EXERCISE INSTRUCTIONS →
Can you write out the entire journal entry below, about settling into a new work location and keeping up daily meditation, word for word?

EXTRACTED TEXT →

========================================================================

I’m settling into the new work location well. I am doing my best to keep things light and not let myself get pulled into gossip or other topics. I’ve used those as rapport builders in the past, sad to say, but I don’t think it’s good for the workplace culture overall or for my own mental health. I’m trying to be diplomatic in the ways I approach people that I find socially frustrating, too. It all seems to be working well so far. The new location is significantly less overstimulating, which is helping me stay calmer, more focused, and more present with my clients.

I have missed a handful of meditations so far, but I’ve been doing my best to get close to 30 minutes in almost every day. Sometimes it’s too late or I’m too tired to do it properly, so I do an unguided one laying in bed before I fall asleep. I don’t know that I want to count those yet because the guided ones are much more beneficial to me right now. I haven’t strengthened my ability to come back from my attention straying enough to successfully guide myself internally.

========================================================================

INFORMATION PROVIDED →
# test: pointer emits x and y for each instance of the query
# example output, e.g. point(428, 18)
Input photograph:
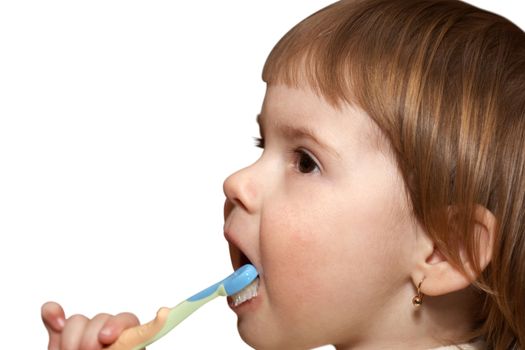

========================================================================

RESULT FOR THIS TASK →
I’m settling into the new work location well. I am doing my best to keep things light and not let myself get pulled into gossip or other topics. I’ve used those as rapport builders in the past, sad to say, but I don’t think it’s good for the workplace culture overall or for my own mental health. I’m trying to be diplomatic in the ways I approach people that I find socially frustrating, too. It all seems to be working well so far. The new location is significantly less overstimulating, which is helping me stay calmer, more focused, and more present with my clients.

I have missed a handful of meditations so far, but I’ve been doing my best to get close to 30 minutes in almost every day. Sometimes it’s too late or I’m too tired to do it properly, so I do an unguided one laying in bed before I fall asleep. I don’t know that I want to count those yet because the guided ones are much more beneficial to me right now. I haven’t strengthened my ability to come back from my attention straying enough to successfully guide myself internally.